### MATERIAL SUPPLIED:
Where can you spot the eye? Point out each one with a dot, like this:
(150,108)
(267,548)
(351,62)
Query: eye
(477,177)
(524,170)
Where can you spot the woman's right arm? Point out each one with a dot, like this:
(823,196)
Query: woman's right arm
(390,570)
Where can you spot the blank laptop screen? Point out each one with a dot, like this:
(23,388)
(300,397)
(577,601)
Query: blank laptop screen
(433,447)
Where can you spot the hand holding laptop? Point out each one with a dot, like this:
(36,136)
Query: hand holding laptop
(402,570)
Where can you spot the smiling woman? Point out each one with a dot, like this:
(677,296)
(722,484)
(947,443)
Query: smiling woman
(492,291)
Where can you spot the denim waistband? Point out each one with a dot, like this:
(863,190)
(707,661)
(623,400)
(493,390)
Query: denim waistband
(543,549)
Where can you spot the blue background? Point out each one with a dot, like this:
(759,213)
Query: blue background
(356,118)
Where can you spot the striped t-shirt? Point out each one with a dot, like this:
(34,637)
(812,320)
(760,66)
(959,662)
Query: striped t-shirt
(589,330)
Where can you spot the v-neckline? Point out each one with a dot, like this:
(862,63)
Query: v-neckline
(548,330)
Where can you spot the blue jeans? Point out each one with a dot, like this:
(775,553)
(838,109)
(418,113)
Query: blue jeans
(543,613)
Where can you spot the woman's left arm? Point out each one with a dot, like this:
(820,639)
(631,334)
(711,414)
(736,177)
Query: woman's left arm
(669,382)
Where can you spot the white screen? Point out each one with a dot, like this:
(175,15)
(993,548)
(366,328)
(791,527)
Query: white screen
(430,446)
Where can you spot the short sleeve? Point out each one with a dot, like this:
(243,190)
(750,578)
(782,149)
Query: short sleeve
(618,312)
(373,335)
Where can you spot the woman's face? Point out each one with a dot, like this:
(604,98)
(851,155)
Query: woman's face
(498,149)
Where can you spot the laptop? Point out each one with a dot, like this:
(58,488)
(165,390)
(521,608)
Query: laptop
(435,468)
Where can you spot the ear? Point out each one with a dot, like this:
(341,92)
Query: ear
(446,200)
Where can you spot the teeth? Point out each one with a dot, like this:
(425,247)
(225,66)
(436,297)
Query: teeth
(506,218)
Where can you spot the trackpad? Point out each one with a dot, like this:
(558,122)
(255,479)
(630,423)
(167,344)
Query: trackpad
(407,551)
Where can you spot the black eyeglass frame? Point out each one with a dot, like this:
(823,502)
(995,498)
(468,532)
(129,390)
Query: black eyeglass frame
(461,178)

### WORK TO BE COMPLETED:
Print every line of the records above with no changes.

### RIGHT ANSWER:
Where can you spot the eye? Point out each one with a dot, like this:
(150,108)
(267,548)
(351,62)
Query: eye
(477,177)
(524,170)
Where can you spot the woman's right arm? Point out each one with a dot, like this:
(823,196)
Query: woman's right arm
(390,570)
Where can you spot the blank laptop screen? Point out each one with a dot, like this:
(23,388)
(300,397)
(577,601)
Query: blank laptop screen
(433,447)
Where can you spot the hand holding laptop? Point out each one with a dot, like this:
(36,136)
Query: hand holding laptop
(402,570)
Where can you spot the smiling woman? Point out each one with a dot, like this:
(677,296)
(722,484)
(947,443)
Query: smiling woman
(492,291)
Where can you spot the denim waistband? Point out each one with a dot, like this:
(863,190)
(707,661)
(623,400)
(493,390)
Query: denim waistband
(543,549)
Where can you spot the blue background? Point out each one with a dot, like this:
(759,213)
Query: blue background
(356,118)
Where can you spot the striped t-shirt? Point out each one with a dot, like this:
(34,637)
(812,320)
(760,66)
(959,662)
Query: striped t-shirt
(589,330)
Where can you spot the v-neckline? Point out each one with a dot, like this:
(862,63)
Query: v-neckline
(548,330)
Where can you spot the blue jeans? Point out each one with a dot, like this:
(775,553)
(838,109)
(418,113)
Query: blue jeans
(543,613)
Where can you spot the woman's left arm? Point out each one with a dot, like this:
(820,639)
(631,334)
(711,414)
(736,177)
Query: woman's left arm
(669,382)
Where can you spot the white screen? Point out each one with a dot, like this:
(175,15)
(993,548)
(366,328)
(791,527)
Query: white screen
(430,446)
Where can you spot the short sleeve? Point out each one with a dot, like this:
(243,190)
(750,578)
(782,149)
Query: short sleeve
(618,312)
(373,335)
Where can you spot the woman's face? Point out each one with a dot, like this:
(604,98)
(851,155)
Query: woman's face
(498,149)
Where can you spot the laptop? Point out each one with a dot, like this:
(58,488)
(165,390)
(521,608)
Query: laptop
(435,468)
Where can you spot the ear? Point out each one with a dot, like this:
(341,92)
Query: ear
(446,200)
Where can you spot the teeth? Point out each one with a dot, like this:
(425,247)
(225,66)
(436,297)
Query: teeth
(506,218)
Where can you spot the trackpad? Point out each one with a dot, like this:
(558,122)
(255,479)
(630,423)
(167,344)
Query: trackpad
(407,551)
Where can you spot the black eyeglass frame? Point out each one with a dot, like this:
(823,502)
(995,498)
(468,532)
(129,390)
Query: black eyeglass frame
(461,178)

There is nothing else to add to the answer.